Rows from a dataset:
* begin *

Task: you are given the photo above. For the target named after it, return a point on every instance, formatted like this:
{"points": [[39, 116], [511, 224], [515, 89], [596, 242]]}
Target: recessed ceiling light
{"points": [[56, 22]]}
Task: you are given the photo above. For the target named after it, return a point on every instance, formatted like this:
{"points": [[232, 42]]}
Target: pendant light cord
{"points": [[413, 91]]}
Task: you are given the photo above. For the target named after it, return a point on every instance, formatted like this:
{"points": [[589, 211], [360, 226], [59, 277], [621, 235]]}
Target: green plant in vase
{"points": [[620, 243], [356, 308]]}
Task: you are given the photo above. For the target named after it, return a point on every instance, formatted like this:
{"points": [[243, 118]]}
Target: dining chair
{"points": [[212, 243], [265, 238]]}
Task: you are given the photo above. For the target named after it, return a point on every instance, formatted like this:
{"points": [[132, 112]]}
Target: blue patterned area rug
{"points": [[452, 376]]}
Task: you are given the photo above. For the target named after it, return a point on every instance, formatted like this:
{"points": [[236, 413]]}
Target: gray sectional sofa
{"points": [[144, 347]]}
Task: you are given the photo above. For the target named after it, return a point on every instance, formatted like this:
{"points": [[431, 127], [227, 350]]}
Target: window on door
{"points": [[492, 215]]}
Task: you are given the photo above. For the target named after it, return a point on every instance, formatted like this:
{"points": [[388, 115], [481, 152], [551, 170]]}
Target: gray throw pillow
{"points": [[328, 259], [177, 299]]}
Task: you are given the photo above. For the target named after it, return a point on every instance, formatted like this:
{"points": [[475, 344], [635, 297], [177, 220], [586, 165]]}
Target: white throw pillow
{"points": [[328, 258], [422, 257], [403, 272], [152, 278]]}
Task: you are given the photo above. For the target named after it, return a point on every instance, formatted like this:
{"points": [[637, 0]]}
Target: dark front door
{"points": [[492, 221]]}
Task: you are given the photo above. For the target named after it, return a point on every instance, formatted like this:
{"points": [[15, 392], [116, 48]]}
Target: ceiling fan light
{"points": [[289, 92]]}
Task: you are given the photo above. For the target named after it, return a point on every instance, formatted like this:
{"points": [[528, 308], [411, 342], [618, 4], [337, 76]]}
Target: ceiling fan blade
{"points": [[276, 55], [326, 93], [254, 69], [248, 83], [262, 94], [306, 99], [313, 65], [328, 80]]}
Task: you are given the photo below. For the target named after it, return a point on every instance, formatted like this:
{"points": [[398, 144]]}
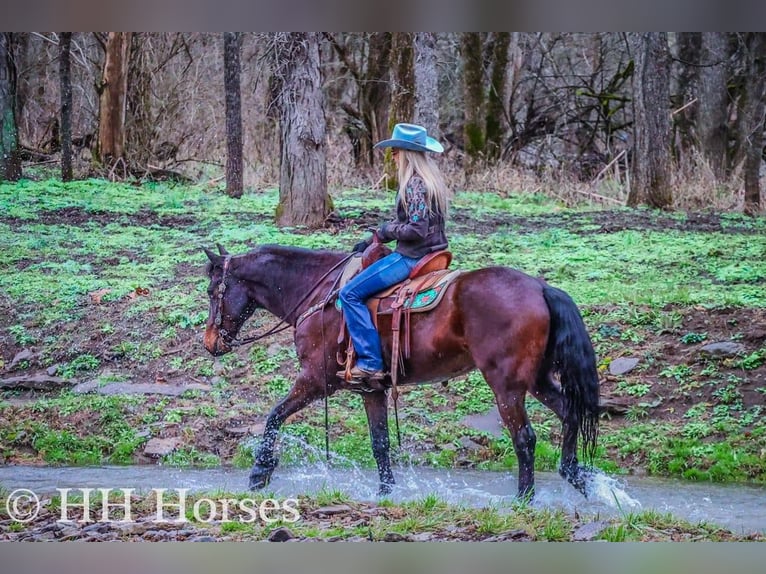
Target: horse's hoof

* end *

Work required:
In the data above, find the line with "Task: you are given the photo below." and repeat it and every line after it through the end, exactly; leave the pictures out.

Written answer:
Task: you are given the photo below. For the target named after it, return a point on every instance, formatted like this:
{"points": [[398, 144]]}
Target: horse's hoof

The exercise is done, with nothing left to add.